Subject Area Virology
Term from 2000 to 2003
Project identifier Deutsche Forschungsgemeinschaft (DFG) - Project number 5266546
 
Although DNA vaccines were recently shown to induce protective immunity against a variety of pathogens and although several vaccines are currently being tested in phase III studies in human, there are several lines of evidence indicating that results from small animal models can not readily be transfered to human. Thus, probably most DNA vaccines currently used in experimental animal systems will have to be considerably improved in order to be protective in human. We were recently able to show that the immunogenicity of DNA vaccines can be dramatically increased by codon optimization. The immunogenicity of DNA vaccines can also be modified by adjuvants und "adjuvant" plasmids coding for cytokines. For subunit and inactivated vaccines developed to induce mucosal immunity, V.cholerae choleratoxin (ctx) and E.coli heat-labile enterotoxin (LT) are well-known to be among the strongest adjuvants. However, both the prokaryotic toxin sequences as well as cytokine genes appear to be composed to a variable extent of codons only rarely used in human, similar to other bacterial proteins and mammalian regulatory proteins usually expressed in tiny amounts. The objective of this study is to develop adjuvant vectors for DNA vaccination which are based on codon-optimized, highly expressed sequences encoding ctx, interleukins and chemokines to improve both systemic, and, most importantly, mucosal immunity.

Dataset records:
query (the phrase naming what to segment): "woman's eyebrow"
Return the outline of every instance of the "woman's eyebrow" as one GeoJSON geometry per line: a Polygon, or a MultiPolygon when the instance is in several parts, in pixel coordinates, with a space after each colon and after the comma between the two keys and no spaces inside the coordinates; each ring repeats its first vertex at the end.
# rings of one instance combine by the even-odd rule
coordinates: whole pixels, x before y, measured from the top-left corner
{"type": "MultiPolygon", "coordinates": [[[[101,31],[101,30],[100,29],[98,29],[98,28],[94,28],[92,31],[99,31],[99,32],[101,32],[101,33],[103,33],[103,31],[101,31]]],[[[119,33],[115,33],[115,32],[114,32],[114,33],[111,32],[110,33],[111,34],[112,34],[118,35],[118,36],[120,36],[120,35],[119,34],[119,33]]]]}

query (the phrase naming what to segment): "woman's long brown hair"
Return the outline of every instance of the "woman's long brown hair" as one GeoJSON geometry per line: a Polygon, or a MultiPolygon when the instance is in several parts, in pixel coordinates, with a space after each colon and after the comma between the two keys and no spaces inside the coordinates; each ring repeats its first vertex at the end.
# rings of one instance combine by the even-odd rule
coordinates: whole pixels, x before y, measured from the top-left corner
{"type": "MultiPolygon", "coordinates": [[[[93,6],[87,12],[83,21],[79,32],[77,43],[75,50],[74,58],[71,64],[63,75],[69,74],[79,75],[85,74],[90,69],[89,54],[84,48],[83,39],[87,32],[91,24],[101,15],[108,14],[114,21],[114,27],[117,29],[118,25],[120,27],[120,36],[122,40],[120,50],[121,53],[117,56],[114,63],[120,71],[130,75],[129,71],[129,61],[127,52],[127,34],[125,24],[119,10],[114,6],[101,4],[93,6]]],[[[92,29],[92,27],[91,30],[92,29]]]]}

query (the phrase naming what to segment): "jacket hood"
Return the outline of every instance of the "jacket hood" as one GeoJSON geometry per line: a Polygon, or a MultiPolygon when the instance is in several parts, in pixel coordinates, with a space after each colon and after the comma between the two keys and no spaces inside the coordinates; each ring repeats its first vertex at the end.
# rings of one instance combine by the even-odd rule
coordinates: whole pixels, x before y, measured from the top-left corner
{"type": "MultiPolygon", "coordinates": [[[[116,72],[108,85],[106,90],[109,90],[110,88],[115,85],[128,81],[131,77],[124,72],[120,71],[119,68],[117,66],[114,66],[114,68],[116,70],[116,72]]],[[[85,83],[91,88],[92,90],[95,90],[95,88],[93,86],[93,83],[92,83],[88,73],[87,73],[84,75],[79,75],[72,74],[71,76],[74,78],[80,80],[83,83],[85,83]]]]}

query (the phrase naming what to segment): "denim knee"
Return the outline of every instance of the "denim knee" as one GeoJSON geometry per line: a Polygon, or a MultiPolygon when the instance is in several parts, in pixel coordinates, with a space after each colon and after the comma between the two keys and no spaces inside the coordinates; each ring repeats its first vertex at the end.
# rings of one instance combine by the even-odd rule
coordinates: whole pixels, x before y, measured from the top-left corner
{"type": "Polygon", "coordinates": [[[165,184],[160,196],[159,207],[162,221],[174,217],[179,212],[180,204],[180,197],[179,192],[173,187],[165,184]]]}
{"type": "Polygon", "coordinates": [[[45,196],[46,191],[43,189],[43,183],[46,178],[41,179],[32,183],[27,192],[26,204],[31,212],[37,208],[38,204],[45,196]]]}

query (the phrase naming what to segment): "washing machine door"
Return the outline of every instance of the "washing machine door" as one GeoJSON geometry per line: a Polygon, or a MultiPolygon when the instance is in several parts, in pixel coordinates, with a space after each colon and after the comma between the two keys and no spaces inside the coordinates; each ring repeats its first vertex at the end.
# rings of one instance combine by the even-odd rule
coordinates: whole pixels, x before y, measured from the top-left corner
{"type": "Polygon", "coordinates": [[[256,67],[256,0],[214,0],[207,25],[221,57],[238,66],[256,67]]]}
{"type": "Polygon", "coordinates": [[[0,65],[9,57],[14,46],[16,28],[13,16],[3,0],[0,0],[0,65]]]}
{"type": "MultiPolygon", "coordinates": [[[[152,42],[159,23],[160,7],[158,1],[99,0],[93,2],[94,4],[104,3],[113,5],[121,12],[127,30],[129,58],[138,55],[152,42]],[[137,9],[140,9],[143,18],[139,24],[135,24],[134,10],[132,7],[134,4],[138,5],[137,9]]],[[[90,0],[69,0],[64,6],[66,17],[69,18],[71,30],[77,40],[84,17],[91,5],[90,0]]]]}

Requirement 1:
Decide whether each statement agrees with the project summary. Answer yes or no and quote the deciding words.
(a) The project ran from 2000 to 2003.
(b) Codon optimization was shown to lower the immunogenicity of DNA vaccines.
(c) Choleratoxin and E.coli heat-labile enterotoxin are described as among the strongest adjuvants for subunit and inactivated vaccines developed to induce mucosal immunity.
Requirement 2:
Please list every kind of sequence that the project summary says the planned adjuvant vectors will encode.
Use only the project summary, not the entries.

Exercise solution 1:
(a) Yes: "Term from 2000 to 2003"
(b) No: "the immunogenicity of DNA vaccines can be dramatically increased by codon optimization"
(c) Yes: "are well-known to be among the strongest adjuvants"

Exercise solution 2:
- ctx (V.cholerae choleratoxin)
- interleukins
- chemokines